++++ Reading passage ++++

Monday, February 28, 2011

Hawaii –Inspiration and Meditation

In the morning we did not take the Pearl Harbor exit out of Honolulu leading to the historical sites but instead drove to the Ko’olau Mountain Range. This range is the western half of an original volcano that was destroyed in prehistoric times. It is 110,000 acres of beautiful forested slopes of unusual beauty where it rains abundantly. There were heavy clouds above as I mentioned in my last week‘s post on the North Shore of O’ahu.

Ko’olau Mountain Range - Courtesy of Wikimedia Commons

It was not raining yet when we arrived at the Byodo-In Temple, which is located at the base of the Ko’olau Mountains in an area known as the Valley of the Temple Memorial Park. This Buddhist temple is in Kahalu'u on the windward side of O’ahu Island, near Kane'ohe. It is visited by worshippers from around the world. As I first glimpsed at this temple I almost forgot to take its picture as I was in awe of its beauty with the rugged cliffs rising as a background and the fog overhead.

++++

● Task prompt
Rewrite the Hawaii travel post from the words "Ko’olau Mountain Range - Courtesy" through "the fog overhead.", substituting "pilgrims" for "worshippers".

++++ Stored rows ++++

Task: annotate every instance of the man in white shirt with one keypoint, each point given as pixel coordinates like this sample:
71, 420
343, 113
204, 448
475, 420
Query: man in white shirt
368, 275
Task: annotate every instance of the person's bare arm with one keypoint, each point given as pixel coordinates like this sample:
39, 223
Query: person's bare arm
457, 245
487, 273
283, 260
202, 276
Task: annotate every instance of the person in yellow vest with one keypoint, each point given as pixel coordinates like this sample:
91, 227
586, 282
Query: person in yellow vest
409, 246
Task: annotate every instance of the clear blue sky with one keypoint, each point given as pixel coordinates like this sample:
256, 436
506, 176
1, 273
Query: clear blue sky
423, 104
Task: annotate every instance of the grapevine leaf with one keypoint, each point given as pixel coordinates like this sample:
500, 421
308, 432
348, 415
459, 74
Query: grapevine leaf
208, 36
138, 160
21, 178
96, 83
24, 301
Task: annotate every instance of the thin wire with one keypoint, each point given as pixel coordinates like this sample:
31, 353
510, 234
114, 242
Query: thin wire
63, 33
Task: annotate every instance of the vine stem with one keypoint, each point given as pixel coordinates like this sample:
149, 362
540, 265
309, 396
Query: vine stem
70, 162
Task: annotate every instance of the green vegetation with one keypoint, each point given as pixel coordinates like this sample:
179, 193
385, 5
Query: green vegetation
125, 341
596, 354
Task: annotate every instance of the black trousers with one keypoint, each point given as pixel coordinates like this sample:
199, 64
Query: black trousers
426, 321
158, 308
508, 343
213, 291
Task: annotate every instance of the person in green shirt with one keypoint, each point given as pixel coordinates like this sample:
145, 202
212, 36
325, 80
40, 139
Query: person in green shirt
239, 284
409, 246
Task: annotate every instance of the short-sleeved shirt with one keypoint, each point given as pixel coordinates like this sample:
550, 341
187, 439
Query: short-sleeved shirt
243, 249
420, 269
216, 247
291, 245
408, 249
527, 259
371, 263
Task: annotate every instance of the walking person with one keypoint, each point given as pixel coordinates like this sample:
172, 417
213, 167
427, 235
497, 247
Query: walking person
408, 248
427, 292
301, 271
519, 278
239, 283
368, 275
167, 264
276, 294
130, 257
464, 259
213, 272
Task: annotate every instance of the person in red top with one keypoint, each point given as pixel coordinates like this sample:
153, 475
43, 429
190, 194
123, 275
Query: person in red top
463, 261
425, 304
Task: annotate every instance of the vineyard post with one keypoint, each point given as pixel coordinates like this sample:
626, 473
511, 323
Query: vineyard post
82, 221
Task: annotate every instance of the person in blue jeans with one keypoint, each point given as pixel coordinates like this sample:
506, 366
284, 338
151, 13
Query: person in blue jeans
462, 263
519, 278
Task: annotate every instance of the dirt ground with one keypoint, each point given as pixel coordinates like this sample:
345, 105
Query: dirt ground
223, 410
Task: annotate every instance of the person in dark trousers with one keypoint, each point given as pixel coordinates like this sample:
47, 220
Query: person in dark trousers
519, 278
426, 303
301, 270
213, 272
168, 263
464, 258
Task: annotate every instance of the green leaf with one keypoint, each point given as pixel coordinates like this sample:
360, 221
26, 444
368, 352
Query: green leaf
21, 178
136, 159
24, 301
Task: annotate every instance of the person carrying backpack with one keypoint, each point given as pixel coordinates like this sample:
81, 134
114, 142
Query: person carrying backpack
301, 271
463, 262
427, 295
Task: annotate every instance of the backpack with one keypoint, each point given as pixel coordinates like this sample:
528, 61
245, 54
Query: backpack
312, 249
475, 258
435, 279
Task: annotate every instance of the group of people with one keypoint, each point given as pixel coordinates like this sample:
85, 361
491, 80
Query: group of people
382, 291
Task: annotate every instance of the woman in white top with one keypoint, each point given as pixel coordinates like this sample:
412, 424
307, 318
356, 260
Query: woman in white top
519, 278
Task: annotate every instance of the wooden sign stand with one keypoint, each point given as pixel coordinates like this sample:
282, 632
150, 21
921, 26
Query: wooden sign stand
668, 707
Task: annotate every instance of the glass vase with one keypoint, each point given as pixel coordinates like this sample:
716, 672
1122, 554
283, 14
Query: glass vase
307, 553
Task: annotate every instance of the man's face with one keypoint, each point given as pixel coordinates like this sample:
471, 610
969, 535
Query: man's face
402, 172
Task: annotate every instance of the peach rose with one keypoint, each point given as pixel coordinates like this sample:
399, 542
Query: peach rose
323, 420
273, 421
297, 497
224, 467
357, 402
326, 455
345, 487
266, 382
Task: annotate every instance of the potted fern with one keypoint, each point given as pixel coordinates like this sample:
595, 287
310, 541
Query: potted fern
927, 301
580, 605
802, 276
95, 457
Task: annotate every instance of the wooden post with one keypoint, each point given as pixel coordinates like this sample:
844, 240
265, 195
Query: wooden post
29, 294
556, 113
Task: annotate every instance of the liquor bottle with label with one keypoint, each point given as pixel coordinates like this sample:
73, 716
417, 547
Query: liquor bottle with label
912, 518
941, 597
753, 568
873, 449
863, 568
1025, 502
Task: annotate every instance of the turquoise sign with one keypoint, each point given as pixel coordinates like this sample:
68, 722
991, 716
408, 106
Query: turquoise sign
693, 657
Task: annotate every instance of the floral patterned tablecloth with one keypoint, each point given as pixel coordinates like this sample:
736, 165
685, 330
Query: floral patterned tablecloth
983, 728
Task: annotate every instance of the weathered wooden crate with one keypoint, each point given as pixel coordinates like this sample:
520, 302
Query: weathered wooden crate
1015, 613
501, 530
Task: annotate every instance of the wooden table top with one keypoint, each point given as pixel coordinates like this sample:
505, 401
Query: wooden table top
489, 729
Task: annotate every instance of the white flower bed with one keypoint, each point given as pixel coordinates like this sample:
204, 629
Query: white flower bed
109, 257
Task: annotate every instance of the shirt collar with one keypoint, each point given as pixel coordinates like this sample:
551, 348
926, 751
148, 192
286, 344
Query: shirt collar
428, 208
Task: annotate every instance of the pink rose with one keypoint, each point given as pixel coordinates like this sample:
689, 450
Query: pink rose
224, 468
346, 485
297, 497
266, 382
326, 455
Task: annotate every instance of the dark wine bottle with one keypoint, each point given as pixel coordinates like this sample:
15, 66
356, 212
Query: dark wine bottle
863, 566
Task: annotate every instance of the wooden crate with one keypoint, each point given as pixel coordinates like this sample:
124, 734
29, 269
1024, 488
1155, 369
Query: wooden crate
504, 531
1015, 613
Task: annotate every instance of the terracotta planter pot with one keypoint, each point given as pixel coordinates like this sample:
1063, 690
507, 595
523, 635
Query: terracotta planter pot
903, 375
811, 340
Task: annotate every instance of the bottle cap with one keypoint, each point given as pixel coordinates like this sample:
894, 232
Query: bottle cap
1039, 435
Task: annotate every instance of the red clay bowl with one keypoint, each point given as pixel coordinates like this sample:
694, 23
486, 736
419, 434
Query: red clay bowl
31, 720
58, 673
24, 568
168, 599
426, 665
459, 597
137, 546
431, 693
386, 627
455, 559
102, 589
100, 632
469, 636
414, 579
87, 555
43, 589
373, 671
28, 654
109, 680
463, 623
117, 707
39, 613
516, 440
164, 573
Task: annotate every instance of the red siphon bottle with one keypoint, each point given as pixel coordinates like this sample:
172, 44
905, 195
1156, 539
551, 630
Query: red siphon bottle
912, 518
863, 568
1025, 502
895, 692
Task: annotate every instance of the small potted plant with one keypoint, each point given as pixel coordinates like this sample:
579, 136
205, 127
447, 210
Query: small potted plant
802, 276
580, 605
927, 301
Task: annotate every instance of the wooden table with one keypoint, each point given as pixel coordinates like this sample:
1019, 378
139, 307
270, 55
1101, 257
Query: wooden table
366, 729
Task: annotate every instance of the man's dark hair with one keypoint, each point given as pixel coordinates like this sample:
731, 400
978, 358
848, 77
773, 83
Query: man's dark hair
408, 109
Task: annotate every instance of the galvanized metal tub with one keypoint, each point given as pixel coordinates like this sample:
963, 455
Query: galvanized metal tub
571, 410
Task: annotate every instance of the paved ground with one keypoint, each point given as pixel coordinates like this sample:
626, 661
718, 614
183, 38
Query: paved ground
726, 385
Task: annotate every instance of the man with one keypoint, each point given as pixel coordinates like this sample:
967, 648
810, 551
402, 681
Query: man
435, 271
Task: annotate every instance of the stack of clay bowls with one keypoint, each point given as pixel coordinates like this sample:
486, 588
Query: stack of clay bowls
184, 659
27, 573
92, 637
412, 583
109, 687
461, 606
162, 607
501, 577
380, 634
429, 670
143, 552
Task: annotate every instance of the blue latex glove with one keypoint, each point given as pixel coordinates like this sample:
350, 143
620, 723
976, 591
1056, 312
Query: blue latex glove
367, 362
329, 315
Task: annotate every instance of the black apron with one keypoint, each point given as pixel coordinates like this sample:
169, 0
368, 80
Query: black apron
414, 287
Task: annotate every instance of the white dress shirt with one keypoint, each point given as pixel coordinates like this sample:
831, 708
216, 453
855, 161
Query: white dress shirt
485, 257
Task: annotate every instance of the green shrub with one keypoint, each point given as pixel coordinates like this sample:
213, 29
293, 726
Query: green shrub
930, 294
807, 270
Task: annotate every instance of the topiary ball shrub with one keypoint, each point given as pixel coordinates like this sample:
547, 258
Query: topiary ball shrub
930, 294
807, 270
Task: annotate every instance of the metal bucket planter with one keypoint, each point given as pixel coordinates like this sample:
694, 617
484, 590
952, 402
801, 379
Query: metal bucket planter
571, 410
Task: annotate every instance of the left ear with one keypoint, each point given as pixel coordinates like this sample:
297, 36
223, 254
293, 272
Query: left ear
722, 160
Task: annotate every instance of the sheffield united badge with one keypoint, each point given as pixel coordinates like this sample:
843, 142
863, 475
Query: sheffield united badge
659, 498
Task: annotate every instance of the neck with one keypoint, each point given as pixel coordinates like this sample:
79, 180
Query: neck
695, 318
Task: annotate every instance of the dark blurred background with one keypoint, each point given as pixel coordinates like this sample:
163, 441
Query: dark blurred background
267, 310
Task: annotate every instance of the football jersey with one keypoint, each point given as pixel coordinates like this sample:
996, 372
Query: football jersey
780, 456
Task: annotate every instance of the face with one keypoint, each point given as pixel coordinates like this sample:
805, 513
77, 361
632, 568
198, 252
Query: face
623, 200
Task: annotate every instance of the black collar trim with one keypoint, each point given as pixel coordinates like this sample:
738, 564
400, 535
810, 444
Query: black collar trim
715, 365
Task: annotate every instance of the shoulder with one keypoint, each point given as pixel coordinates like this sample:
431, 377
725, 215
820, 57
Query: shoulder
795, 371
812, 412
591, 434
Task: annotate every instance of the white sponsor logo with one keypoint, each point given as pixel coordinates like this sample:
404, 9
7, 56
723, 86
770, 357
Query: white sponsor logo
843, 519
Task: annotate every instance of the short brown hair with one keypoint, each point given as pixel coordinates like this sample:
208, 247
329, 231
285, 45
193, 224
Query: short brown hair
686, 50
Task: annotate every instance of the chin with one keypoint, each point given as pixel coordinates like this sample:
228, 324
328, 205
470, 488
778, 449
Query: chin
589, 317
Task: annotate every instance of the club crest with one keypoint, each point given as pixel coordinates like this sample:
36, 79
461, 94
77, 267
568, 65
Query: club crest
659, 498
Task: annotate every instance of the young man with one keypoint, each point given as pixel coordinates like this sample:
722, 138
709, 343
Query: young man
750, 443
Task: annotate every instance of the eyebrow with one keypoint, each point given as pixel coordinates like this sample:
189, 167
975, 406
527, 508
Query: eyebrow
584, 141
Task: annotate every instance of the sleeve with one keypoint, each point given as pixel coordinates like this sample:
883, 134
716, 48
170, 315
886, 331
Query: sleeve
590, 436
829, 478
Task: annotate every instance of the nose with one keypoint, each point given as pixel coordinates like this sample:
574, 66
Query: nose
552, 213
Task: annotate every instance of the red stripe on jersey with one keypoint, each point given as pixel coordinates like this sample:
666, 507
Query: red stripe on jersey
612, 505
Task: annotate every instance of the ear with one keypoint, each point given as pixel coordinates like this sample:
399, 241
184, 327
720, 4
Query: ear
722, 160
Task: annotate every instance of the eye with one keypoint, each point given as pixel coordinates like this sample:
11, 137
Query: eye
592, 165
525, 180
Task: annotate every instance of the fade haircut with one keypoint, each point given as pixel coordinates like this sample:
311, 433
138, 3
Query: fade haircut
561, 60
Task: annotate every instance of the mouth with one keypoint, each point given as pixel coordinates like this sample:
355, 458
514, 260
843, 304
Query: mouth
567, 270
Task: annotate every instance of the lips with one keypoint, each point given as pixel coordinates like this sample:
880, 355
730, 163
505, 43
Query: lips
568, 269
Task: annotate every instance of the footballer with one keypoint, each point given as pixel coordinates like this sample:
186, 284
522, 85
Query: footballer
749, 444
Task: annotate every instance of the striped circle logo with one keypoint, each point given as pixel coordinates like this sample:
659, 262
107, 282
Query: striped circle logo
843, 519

++++

● The reply
Ko’olau Mountain Range - Courtesy of Wikimedia Commons

It was not raining yet when we arrived at the Byodo-In Temple, which is located at the base of the Ko’olau Mountains in an area known as the Valley of the Temple Memorial Park. This Buddhist temple is in Kahalu'u on the windward side of O’ahu Island, near Kane'ohe. It is visited by pilgrims from around the world. As I first glimpsed at this temple I almost forgot to take its picture as I was in awe of its beauty with the rugged cliffs rising as a background and the fog overhead.